Your task = Search the records for the word "gloved" and pick out every line that has it.

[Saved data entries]
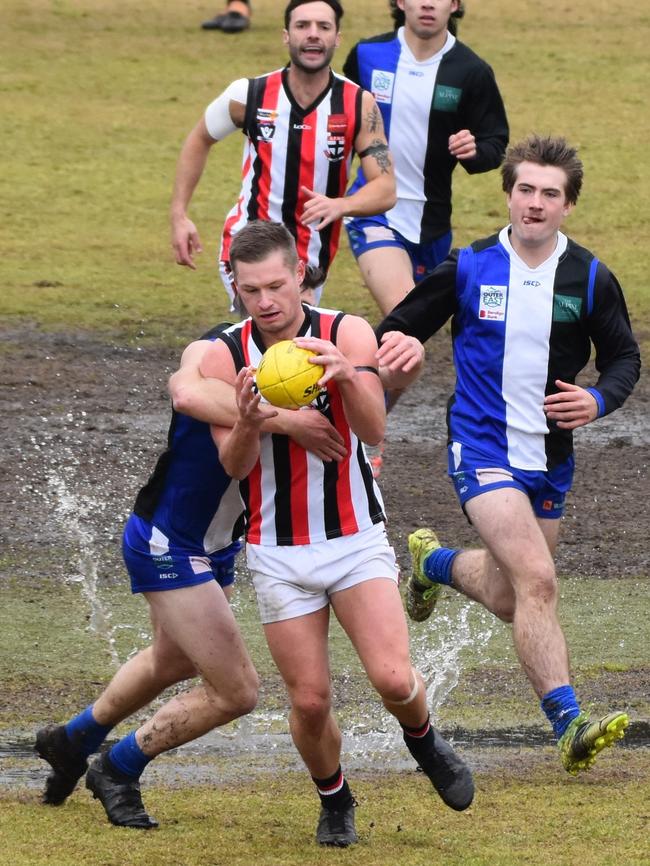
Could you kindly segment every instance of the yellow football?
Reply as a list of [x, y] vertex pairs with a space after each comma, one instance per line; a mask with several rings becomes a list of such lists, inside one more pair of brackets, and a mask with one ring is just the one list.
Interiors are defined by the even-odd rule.
[[262, 396], [274, 406], [299, 409], [314, 400], [324, 370], [309, 359], [316, 353], [301, 349], [293, 340], [274, 343], [262, 355], [255, 372], [255, 384]]

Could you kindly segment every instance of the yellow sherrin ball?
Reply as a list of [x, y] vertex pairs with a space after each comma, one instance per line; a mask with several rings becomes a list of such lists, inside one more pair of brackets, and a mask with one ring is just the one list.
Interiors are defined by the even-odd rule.
[[311, 364], [316, 352], [301, 349], [293, 340], [274, 343], [262, 355], [255, 373], [255, 384], [262, 396], [282, 409], [299, 409], [314, 400], [323, 375], [320, 364]]

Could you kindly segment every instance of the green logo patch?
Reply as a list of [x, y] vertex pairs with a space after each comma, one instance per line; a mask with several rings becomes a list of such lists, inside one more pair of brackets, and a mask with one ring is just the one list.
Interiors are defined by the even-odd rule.
[[582, 312], [582, 298], [572, 295], [556, 295], [553, 299], [554, 322], [577, 322]]
[[460, 87], [437, 84], [433, 92], [433, 107], [437, 111], [458, 111], [458, 103], [463, 95]]

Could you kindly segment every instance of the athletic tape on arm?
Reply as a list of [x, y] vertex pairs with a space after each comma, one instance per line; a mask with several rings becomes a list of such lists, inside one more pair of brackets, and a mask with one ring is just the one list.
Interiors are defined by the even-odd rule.
[[230, 116], [230, 103], [234, 101], [246, 105], [247, 96], [248, 78], [238, 78], [205, 109], [205, 127], [215, 141], [221, 141], [231, 132], [236, 132], [237, 127]]

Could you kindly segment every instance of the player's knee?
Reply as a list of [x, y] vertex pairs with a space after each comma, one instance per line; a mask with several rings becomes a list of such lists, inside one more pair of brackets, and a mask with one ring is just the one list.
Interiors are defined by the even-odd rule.
[[245, 716], [252, 713], [257, 706], [259, 690], [259, 679], [255, 671], [242, 677], [229, 692], [228, 700], [231, 703], [231, 712], [236, 716]]
[[372, 682], [382, 700], [389, 704], [407, 704], [417, 695], [418, 683], [410, 667], [405, 670], [382, 670], [372, 677]]
[[558, 584], [553, 563], [543, 561], [529, 564], [526, 579], [517, 590], [517, 603], [548, 607], [555, 606], [557, 599]]
[[303, 689], [291, 695], [293, 714], [308, 726], [319, 727], [331, 709], [329, 690]]

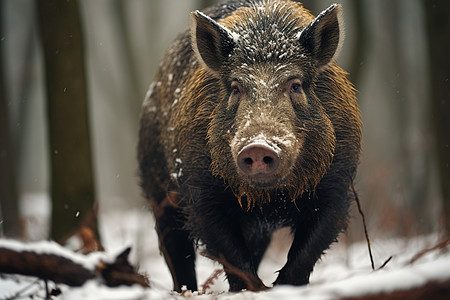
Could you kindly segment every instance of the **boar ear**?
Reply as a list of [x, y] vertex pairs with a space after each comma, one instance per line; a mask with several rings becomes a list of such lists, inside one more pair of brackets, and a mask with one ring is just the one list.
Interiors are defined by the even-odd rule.
[[299, 41], [316, 66], [325, 68], [338, 54], [344, 40], [342, 6], [332, 4], [300, 33]]
[[198, 60], [209, 70], [219, 72], [239, 36], [204, 13], [191, 13], [191, 43]]

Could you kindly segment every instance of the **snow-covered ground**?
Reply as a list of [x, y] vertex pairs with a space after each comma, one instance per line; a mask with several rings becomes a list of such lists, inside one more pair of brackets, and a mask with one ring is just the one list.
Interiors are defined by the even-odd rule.
[[[214, 285], [203, 295], [185, 293], [183, 296], [171, 292], [171, 277], [163, 258], [159, 254], [154, 221], [147, 209], [101, 214], [101, 231], [107, 254], [113, 256], [127, 246], [132, 246], [131, 261], [139, 271], [149, 276], [151, 288], [139, 286], [108, 288], [91, 281], [80, 288], [59, 286], [61, 295], [55, 299], [336, 299], [355, 297], [381, 291], [408, 289], [422, 286], [429, 281], [450, 280], [450, 251], [430, 251], [413, 263], [411, 259], [421, 250], [438, 243], [437, 236], [409, 239], [373, 240], [372, 251], [376, 267], [380, 267], [390, 256], [392, 259], [380, 270], [372, 271], [365, 242], [346, 246], [335, 244], [317, 264], [311, 283], [306, 287], [275, 287], [265, 292], [228, 293], [228, 285], [220, 275]], [[288, 231], [278, 232], [262, 262], [260, 276], [271, 285], [286, 259], [289, 240]], [[38, 244], [36, 244], [38, 245]], [[202, 285], [221, 266], [207, 258], [198, 256], [197, 276]], [[54, 287], [54, 285], [50, 285]], [[25, 290], [23, 290], [25, 289]], [[24, 297], [12, 297], [21, 294]], [[0, 277], [0, 299], [35, 299], [45, 297], [44, 283], [22, 277]]]

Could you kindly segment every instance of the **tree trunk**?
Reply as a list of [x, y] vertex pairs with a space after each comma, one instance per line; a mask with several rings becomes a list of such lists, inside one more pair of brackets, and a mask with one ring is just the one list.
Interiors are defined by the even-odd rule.
[[443, 214], [450, 236], [450, 1], [423, 1], [428, 33], [431, 113], [441, 179]]
[[[0, 16], [3, 13], [0, 2]], [[3, 26], [0, 22], [0, 37]], [[3, 43], [0, 41], [0, 236], [20, 235], [14, 142], [9, 124], [9, 108], [3, 69]]]
[[[37, 3], [50, 142], [50, 235], [61, 242], [86, 225], [95, 203], [84, 47], [78, 1]], [[98, 232], [96, 224], [89, 227]]]
[[348, 68], [350, 73], [350, 81], [355, 85], [357, 89], [360, 87], [360, 81], [362, 76], [362, 65], [367, 54], [367, 4], [362, 0], [352, 0], [350, 2], [350, 9], [353, 17], [355, 18], [354, 26], [354, 46], [352, 51], [352, 60]]

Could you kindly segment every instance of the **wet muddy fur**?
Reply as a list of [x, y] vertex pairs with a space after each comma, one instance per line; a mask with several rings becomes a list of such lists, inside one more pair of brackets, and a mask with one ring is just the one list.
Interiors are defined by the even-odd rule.
[[307, 284], [346, 228], [361, 123], [334, 60], [341, 14], [340, 5], [314, 18], [294, 1], [226, 1], [192, 13], [165, 53], [138, 159], [174, 290], [197, 290], [197, 243], [224, 264], [231, 291], [266, 288], [257, 269], [286, 226], [294, 240], [274, 284]]

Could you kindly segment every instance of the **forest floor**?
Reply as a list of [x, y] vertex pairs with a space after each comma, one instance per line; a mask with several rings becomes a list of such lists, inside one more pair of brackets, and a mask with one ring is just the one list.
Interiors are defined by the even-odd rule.
[[[150, 288], [140, 286], [110, 288], [99, 280], [90, 280], [81, 287], [68, 287], [33, 277], [0, 274], [1, 299], [45, 299], [47, 290], [58, 290], [51, 299], [342, 299], [383, 298], [393, 292], [413, 291], [421, 299], [434, 293], [450, 292], [450, 245], [438, 235], [412, 238], [372, 240], [375, 271], [372, 270], [366, 242], [351, 245], [337, 243], [327, 251], [312, 273], [310, 284], [303, 287], [281, 286], [264, 292], [229, 293], [221, 266], [201, 255], [197, 256], [199, 286], [202, 293], [187, 291], [183, 295], [171, 291], [172, 280], [159, 253], [154, 221], [147, 209], [106, 212], [100, 215], [101, 232], [107, 256], [117, 255], [131, 246], [131, 263], [146, 274]], [[289, 232], [275, 236], [261, 264], [259, 275], [266, 285], [276, 278], [286, 260]], [[1, 240], [0, 240], [1, 242]], [[36, 244], [37, 248], [38, 244]], [[36, 249], [36, 251], [40, 251]], [[383, 264], [385, 264], [383, 266]], [[381, 268], [380, 268], [381, 267]], [[442, 287], [444, 286], [444, 288]], [[442, 294], [442, 295], [444, 295]], [[432, 294], [431, 294], [432, 295]], [[448, 296], [448, 294], [445, 294]], [[374, 299], [379, 299], [374, 297]], [[401, 299], [395, 298], [395, 299]], [[410, 298], [405, 295], [403, 298]], [[442, 298], [445, 299], [445, 298]]]

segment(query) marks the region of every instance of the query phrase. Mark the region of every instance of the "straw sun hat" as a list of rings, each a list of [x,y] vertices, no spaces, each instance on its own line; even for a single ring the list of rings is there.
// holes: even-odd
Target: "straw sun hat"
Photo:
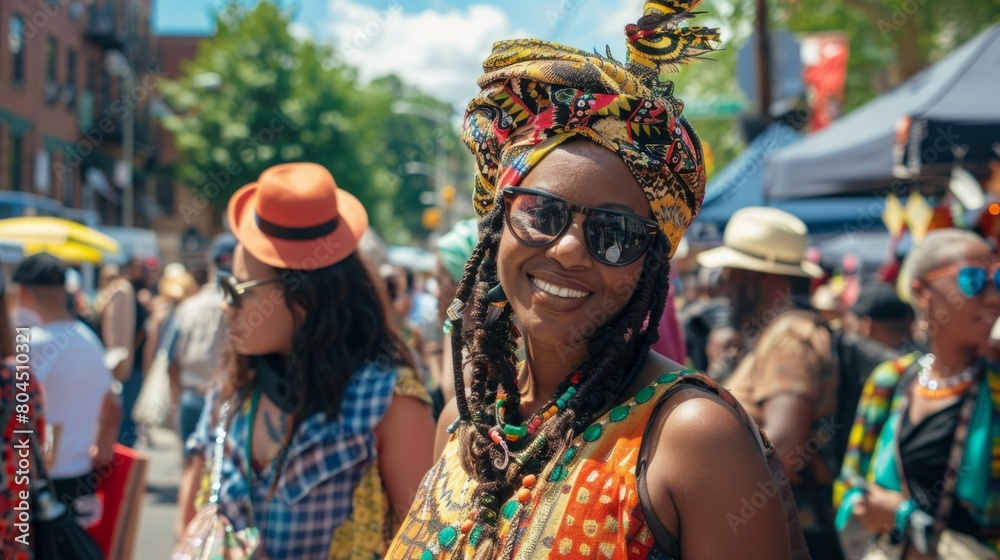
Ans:
[[[698,264],[820,278],[823,269],[806,259],[807,233],[802,220],[783,210],[743,208],[729,219],[722,246],[700,253]]]

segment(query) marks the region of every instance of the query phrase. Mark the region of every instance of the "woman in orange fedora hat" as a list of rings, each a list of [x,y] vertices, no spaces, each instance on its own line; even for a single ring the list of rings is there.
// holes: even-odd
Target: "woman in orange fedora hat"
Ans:
[[[433,420],[356,250],[365,209],[323,167],[292,163],[237,191],[228,216],[231,359],[187,442],[181,522],[222,428],[213,497],[244,550],[259,539],[270,558],[380,558],[430,466]]]
[[[661,76],[717,41],[680,27],[697,4],[647,1],[625,63],[494,45],[462,134],[481,219],[448,310],[456,398],[387,558],[807,557],[766,438],[650,351],[705,192]]]

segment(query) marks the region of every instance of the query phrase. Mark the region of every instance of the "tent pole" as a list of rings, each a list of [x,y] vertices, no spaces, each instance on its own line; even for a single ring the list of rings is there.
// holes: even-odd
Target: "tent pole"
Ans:
[[[771,36],[767,24],[767,0],[757,0],[757,99],[760,115],[771,116]]]

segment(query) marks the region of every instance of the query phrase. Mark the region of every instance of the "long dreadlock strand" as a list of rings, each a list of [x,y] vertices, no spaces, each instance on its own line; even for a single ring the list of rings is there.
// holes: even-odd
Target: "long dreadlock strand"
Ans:
[[[497,206],[499,206],[499,204]],[[497,221],[498,216],[500,217],[500,225],[502,227],[502,212],[491,213],[491,215],[484,217],[484,219],[479,223],[480,242],[476,244],[476,247],[472,250],[472,255],[470,255],[469,259],[465,262],[465,271],[462,274],[462,279],[459,281],[455,290],[455,299],[458,301],[468,302],[470,296],[472,296],[472,293],[476,288],[479,269],[483,260],[486,258],[489,245],[489,243],[483,243],[482,239],[484,236],[488,236],[490,231],[495,229],[496,226],[494,222]],[[453,321],[451,332],[452,375],[455,379],[455,404],[458,407],[459,419],[464,421],[472,420],[471,411],[469,409],[469,399],[466,396],[465,391],[465,363],[464,355],[462,353],[465,348],[465,335],[462,332],[465,323],[464,317],[468,316],[471,320],[471,312],[471,309],[469,309],[469,311],[465,312],[465,315],[460,314],[459,319]]]

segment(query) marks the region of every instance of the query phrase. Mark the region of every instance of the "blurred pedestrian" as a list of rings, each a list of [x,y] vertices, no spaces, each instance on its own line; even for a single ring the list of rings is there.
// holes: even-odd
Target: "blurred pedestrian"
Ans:
[[[705,188],[697,136],[658,79],[694,53],[654,45],[717,39],[682,35],[691,14],[662,9],[647,2],[629,27],[628,66],[532,40],[484,63],[462,134],[481,222],[449,305],[456,399],[389,559],[792,557],[752,424],[649,351]],[[775,492],[734,528],[727,513],[758,485]]]
[[[743,335],[739,331],[728,324],[712,327],[708,333],[708,344],[705,346],[705,354],[708,357],[708,369],[705,374],[716,383],[726,385],[746,353],[746,344],[743,343]]]
[[[174,328],[166,348],[171,402],[177,410],[177,429],[182,442],[194,433],[205,396],[222,367],[226,333],[218,274],[232,274],[235,248],[236,238],[232,234],[222,234],[213,241],[209,281],[174,312]],[[185,463],[188,461],[185,457]]]
[[[177,265],[177,266],[174,266]],[[146,319],[147,343],[143,348],[144,372],[149,372],[156,352],[169,346],[173,334],[173,317],[177,306],[198,291],[194,275],[180,263],[170,263],[163,269],[156,284],[156,295],[150,303]]]
[[[838,372],[830,331],[809,305],[809,284],[823,272],[806,259],[806,233],[782,210],[743,208],[726,224],[722,246],[697,259],[725,269],[733,324],[750,349],[727,386],[785,464],[809,553],[842,559],[830,498],[835,461],[819,445],[834,435],[821,422],[836,410]]]
[[[897,350],[912,345],[913,310],[899,299],[895,286],[865,284],[850,313],[856,317],[859,335]]]
[[[688,301],[680,312],[684,327],[684,343],[691,366],[707,371],[708,334],[716,326],[728,323],[729,300],[720,292],[721,269],[701,268],[694,278],[694,299]]]
[[[259,531],[269,558],[380,558],[391,513],[409,508],[430,466],[434,428],[356,251],[367,213],[325,168],[293,163],[237,191],[228,216],[239,240],[232,274],[219,275],[231,360],[188,439],[180,525],[222,424],[219,505],[235,531]]]
[[[903,264],[930,352],[869,377],[835,494],[838,525],[856,521],[890,557],[1000,552],[1000,369],[983,359],[1000,318],[996,262],[976,234],[941,229]]]
[[[104,288],[96,306],[99,335],[109,354],[117,356],[112,368],[121,382],[122,423],[118,442],[132,447],[139,433],[132,419],[132,408],[142,389],[143,349],[146,343],[146,319],[149,311],[143,304],[142,293],[148,294],[147,272],[142,260],[132,257],[120,274],[113,269],[101,271]]]
[[[142,389],[132,409],[132,419],[143,433],[155,426],[165,426],[174,418],[180,397],[179,389],[170,382],[169,354],[176,331],[174,313],[181,302],[197,291],[198,284],[184,265],[171,263],[164,267],[146,319]]]
[[[826,321],[831,330],[842,330],[843,322],[840,318],[840,298],[837,297],[836,292],[834,292],[833,287],[829,283],[817,286],[809,301],[812,303],[813,308],[819,311],[820,316],[823,317],[823,320]]]
[[[52,432],[49,475],[56,497],[88,527],[102,513],[92,482],[94,456],[110,456],[110,449],[95,449],[101,443],[100,415],[112,381],[104,347],[67,309],[66,265],[57,257],[27,257],[14,271],[13,281],[21,287],[21,304],[43,323],[31,329],[30,359],[32,374],[45,387]]]
[[[438,319],[443,327],[448,319],[448,306],[455,299],[458,283],[465,274],[465,263],[472,256],[472,250],[479,242],[479,232],[475,219],[464,220],[452,226],[448,233],[437,241],[437,261],[434,277],[438,281]],[[440,386],[442,402],[451,402],[455,398],[455,376],[452,364],[451,337],[445,336],[441,341]],[[469,386],[466,380],[466,387]]]

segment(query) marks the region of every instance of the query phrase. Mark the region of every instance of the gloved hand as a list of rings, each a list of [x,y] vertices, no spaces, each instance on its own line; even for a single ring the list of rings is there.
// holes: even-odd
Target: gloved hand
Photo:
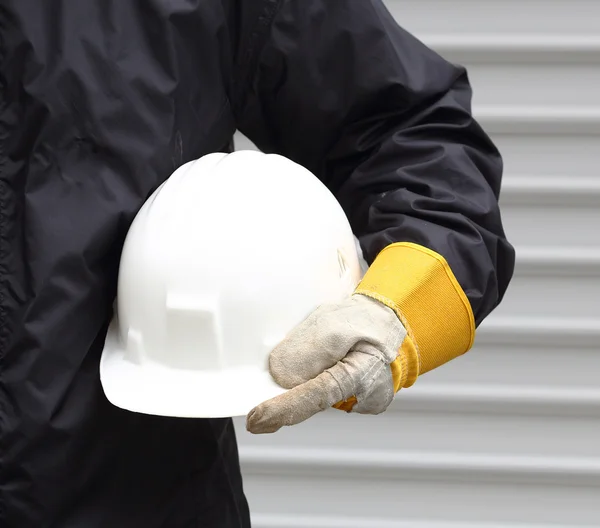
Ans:
[[[417,377],[466,352],[475,323],[442,256],[416,244],[379,253],[354,295],[317,308],[271,352],[290,389],[252,409],[246,428],[272,433],[335,407],[378,414]]]
[[[355,294],[317,308],[271,353],[271,375],[291,390],[250,411],[248,430],[275,432],[352,397],[356,404],[339,407],[383,412],[395,394],[390,365],[405,338],[396,313],[370,297]]]

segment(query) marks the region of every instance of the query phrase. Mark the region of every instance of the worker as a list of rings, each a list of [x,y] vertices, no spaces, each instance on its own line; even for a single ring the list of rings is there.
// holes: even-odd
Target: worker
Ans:
[[[327,186],[370,265],[274,347],[290,390],[250,431],[384,411],[501,302],[501,156],[382,0],[2,0],[0,28],[1,527],[250,526],[231,419],[129,412],[99,377],[137,211],[236,130]]]

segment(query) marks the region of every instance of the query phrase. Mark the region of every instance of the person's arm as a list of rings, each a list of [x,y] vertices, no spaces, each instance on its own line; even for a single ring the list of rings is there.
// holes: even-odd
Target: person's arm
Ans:
[[[359,293],[393,308],[418,374],[466,352],[514,250],[501,156],[471,113],[466,71],[380,0],[263,2],[241,62],[238,128],[335,194],[371,264]]]

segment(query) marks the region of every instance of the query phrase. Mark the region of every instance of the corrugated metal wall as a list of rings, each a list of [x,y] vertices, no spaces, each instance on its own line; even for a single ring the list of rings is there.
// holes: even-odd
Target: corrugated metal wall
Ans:
[[[387,4],[469,69],[516,275],[474,349],[387,413],[238,420],[254,527],[600,526],[600,1]]]

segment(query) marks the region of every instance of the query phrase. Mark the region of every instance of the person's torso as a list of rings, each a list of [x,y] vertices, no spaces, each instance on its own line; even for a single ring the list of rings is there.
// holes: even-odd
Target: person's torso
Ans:
[[[228,9],[3,3],[2,526],[248,522],[229,420],[125,413],[106,402],[97,372],[135,213],[178,166],[230,145]]]

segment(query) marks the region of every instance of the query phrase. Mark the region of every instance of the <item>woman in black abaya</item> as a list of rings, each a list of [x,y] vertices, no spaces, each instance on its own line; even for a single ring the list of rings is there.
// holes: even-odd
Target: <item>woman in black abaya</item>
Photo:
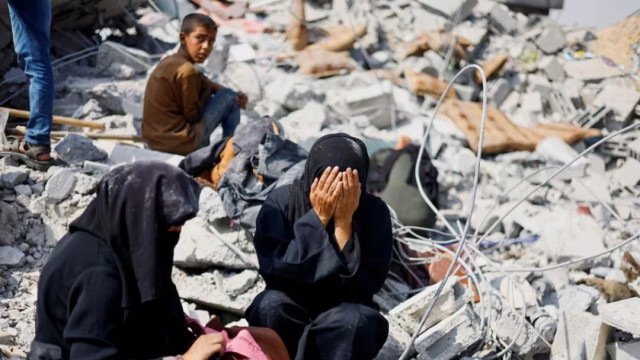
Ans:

Task answer =
segment(query) marks the region of every instance of the query phrase. Mark the region of every instance of the gloved hand as a list of rings, each a list of [x,y] vertices, no spaces, each instance on its own line; even for a single ring the list of rings is there.
Target: gloved hand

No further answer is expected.